--- BRIEF ---
Revise all of the records below by changing "with a pin" to "with a marker" everywhere it appears. Keep everything else the same, and leave the pictures out of your copy.

[Excerpts of location labeling data]
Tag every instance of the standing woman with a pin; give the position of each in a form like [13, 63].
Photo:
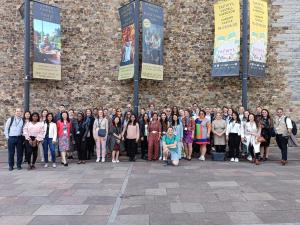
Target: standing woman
[144, 123]
[34, 134]
[50, 131]
[164, 128]
[132, 134]
[26, 119]
[266, 132]
[80, 133]
[202, 133]
[154, 133]
[100, 131]
[188, 134]
[233, 135]
[64, 133]
[251, 134]
[116, 137]
[42, 120]
[219, 130]
[178, 131]
[90, 142]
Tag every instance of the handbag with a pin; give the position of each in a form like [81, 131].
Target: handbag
[260, 139]
[101, 132]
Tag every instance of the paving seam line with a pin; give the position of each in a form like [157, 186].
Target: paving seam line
[114, 212]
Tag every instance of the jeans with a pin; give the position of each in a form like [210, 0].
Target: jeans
[31, 151]
[234, 145]
[13, 143]
[49, 144]
[131, 148]
[282, 143]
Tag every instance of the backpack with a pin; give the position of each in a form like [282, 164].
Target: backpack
[294, 129]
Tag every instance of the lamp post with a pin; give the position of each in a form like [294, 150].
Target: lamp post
[136, 58]
[26, 54]
[245, 55]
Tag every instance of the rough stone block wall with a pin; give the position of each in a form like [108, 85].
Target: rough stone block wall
[91, 53]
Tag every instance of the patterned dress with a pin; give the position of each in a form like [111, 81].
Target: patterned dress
[64, 140]
[201, 131]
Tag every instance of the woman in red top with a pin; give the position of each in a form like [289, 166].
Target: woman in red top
[63, 134]
[154, 133]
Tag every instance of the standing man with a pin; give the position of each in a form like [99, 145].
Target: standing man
[57, 116]
[13, 133]
[283, 128]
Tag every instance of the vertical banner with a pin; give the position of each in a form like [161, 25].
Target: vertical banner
[126, 70]
[226, 60]
[47, 42]
[258, 37]
[153, 36]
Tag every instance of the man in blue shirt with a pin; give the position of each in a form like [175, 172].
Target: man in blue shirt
[13, 133]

--- FINISHED ANSWER ---
Tag every instance of the standing woman with a marker; give the position of each in a form like [13, 63].
Photo:
Target: standing woman
[144, 123]
[34, 134]
[50, 131]
[164, 128]
[132, 134]
[26, 119]
[266, 132]
[80, 133]
[202, 133]
[154, 133]
[100, 131]
[188, 134]
[233, 135]
[64, 133]
[251, 134]
[116, 137]
[42, 120]
[219, 130]
[178, 131]
[90, 142]
Tag every instance of the handbag with a marker; give the position of each in a form like [81, 131].
Target: handbag
[260, 139]
[101, 132]
Tag every instance of the paving seam line with a marker; give the position of each in a form like [157, 186].
Target: paving seam line
[114, 212]
Tag every instance of the jeans with a marker; give the position of each in a form like [210, 0].
Target: jeans
[31, 151]
[234, 145]
[13, 143]
[49, 144]
[131, 148]
[282, 143]
Tag every instance of the backpack with a marker; give the position of each in a form like [282, 164].
Target: backpack
[294, 129]
Tag every instance of the lamp post with a marker; give the position of each in a form like [294, 150].
Target: lamp post
[136, 58]
[26, 54]
[245, 55]
Tag every instance of the rough stone block wall with a marker; give the position of each in a form like [108, 85].
Target: rough stone block wall
[91, 53]
Tag every instance of the patterned dress with a marker; give the position of each in a form like [111, 81].
Target: patterned dress
[64, 140]
[201, 131]
Tag every instance of the woman in red top with a marker; give the position of each in a form like [289, 166].
Target: woman in red top
[63, 134]
[154, 133]
Tag every instance of the standing man with a marker; give the position of each in a form like [99, 145].
Target: standing man
[57, 116]
[13, 133]
[283, 128]
Tag every instance of the vertical banner with a marker; give the position of each in a form like [161, 25].
Target: vertical banner
[126, 70]
[226, 60]
[47, 42]
[258, 37]
[153, 36]
Tag every instance of the man in blue shirt with a marker; give the position of each in a form like [175, 172].
Target: man in blue shirt
[13, 133]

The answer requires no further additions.